> **Exercise directions**
Copy out the lines below word for word, omitting the pictures.

> **Records supplied**

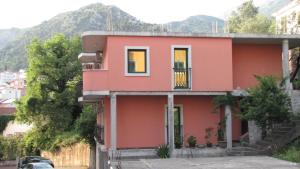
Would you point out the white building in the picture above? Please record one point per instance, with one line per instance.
(288, 18)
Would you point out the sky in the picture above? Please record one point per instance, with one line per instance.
(28, 13)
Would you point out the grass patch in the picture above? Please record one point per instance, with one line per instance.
(290, 153)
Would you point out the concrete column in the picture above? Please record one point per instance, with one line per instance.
(228, 116)
(285, 65)
(113, 122)
(171, 121)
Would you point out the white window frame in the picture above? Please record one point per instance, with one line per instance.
(189, 47)
(147, 60)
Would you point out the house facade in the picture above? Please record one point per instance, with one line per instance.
(158, 88)
(288, 18)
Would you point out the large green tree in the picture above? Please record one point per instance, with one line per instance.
(53, 84)
(247, 19)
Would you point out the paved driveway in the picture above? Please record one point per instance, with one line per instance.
(246, 162)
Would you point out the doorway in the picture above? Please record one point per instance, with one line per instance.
(178, 126)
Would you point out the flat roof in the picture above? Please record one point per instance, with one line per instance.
(98, 37)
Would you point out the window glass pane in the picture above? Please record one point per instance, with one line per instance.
(136, 61)
(180, 56)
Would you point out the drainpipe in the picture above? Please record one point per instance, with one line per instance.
(228, 116)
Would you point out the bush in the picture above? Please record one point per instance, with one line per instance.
(192, 141)
(163, 151)
(10, 147)
(266, 104)
(296, 84)
(4, 121)
(290, 153)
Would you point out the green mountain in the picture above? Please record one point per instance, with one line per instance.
(92, 17)
(197, 24)
(272, 6)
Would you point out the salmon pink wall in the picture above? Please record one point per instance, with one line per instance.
(140, 121)
(94, 80)
(197, 116)
(250, 60)
(236, 125)
(211, 63)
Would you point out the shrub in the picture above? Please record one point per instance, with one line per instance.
(290, 153)
(163, 151)
(192, 141)
(178, 142)
(266, 104)
(10, 147)
(4, 121)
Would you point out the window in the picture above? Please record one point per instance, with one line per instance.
(181, 56)
(137, 61)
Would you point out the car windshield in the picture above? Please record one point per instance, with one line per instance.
(42, 165)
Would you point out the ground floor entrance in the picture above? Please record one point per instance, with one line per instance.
(143, 122)
(178, 125)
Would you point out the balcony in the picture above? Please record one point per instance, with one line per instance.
(182, 78)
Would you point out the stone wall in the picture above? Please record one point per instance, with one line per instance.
(77, 155)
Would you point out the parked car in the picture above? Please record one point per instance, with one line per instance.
(39, 165)
(33, 159)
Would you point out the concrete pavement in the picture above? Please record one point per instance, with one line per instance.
(245, 162)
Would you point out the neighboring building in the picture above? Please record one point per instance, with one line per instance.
(156, 88)
(12, 87)
(7, 76)
(7, 107)
(288, 18)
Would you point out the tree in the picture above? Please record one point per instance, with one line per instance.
(53, 85)
(266, 104)
(85, 125)
(247, 20)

> **Response**
Would you point out the white building in the picture above? Please record one point per instance, with one line per instance.
(288, 18)
Would you point out the sky in the picture above? Please record one point per instance, with one line per instance.
(28, 13)
Would you point out the grass patch in the picture above? Please record one point per instance, with one line per instance.
(290, 153)
Would you point out the concrete column in the picture above? Please record one point per instance, with one line per instance.
(228, 116)
(285, 65)
(113, 122)
(171, 121)
Would you point out the white window frame in the picture above? Please record one point per instance, with one line per instance.
(189, 47)
(147, 60)
Would you point out the house facade in the picture above? Please record one point per instance, with one line per instance.
(158, 88)
(288, 18)
Would you point out the large green tree in the picture above? Please record one point per instance, with one line per instance.
(53, 84)
(247, 19)
Would you point out the paved driveway in the picture above? Please record one point per instance, with one line per instance.
(246, 162)
Would you point out the doorway in the picture above? Please record one point per instance, with one line per instance.
(178, 126)
Would you point out the flat roof in the picture above? Please record one point per instance, with one line per instance.
(98, 37)
Would you point out the window glass pane in the picture above? Please record one point per instance, with one line per instance.
(136, 61)
(180, 56)
Would you point out the drainpipe in the picture above? Please record one point per instance, with one line per instance.
(228, 116)
Would you point out the bush in the picture above? Please record one point per instance, with one line per instance.
(192, 141)
(163, 151)
(10, 147)
(266, 104)
(296, 84)
(4, 121)
(290, 153)
Would you point out the green mountain in the picture above? Please record one point per instance, with one line per instance.
(92, 17)
(197, 24)
(272, 6)
Would you point out the salmon pink wall in the picture above? Please record one point per instance, with one line per instance.
(140, 121)
(94, 80)
(197, 116)
(250, 60)
(236, 125)
(211, 63)
Would you point out the shrub in the picture above? Please record one point per instance, with one line per instance.
(290, 153)
(163, 151)
(192, 141)
(178, 142)
(266, 104)
(10, 147)
(4, 121)
Would you point out the window in the picture above? Please record one point per instance, with one line per instance.
(181, 56)
(137, 61)
Would you point out the car windshield in the picture above? Please record one point per instance, with one line per instance.
(42, 165)
Would you point out the ground floor entrance in the picture above? Please record one point per instance, with one line per instance.
(143, 122)
(178, 125)
Would you point out the balcony in the picture above? Please record one point per instance, with one line per instance.
(182, 78)
Would you point out the stone wall in the picture above? Please record one point per instance, with one line per instance.
(77, 155)
Would you point out the parked car in the picture above? Please record one point per instance, with one line per instance.
(39, 165)
(33, 159)
Would you point out the concrete pavement in the picture above? Please record one point per instance, with one line per instance.
(245, 162)
Would you point out the neighboring building in the picture above? Please record one point per instance, with one line per instance.
(156, 88)
(12, 87)
(7, 76)
(7, 107)
(288, 18)
Would you point out the tree in the picture above? Please record one point per instance, with one line per instance.
(53, 85)
(266, 104)
(85, 125)
(247, 20)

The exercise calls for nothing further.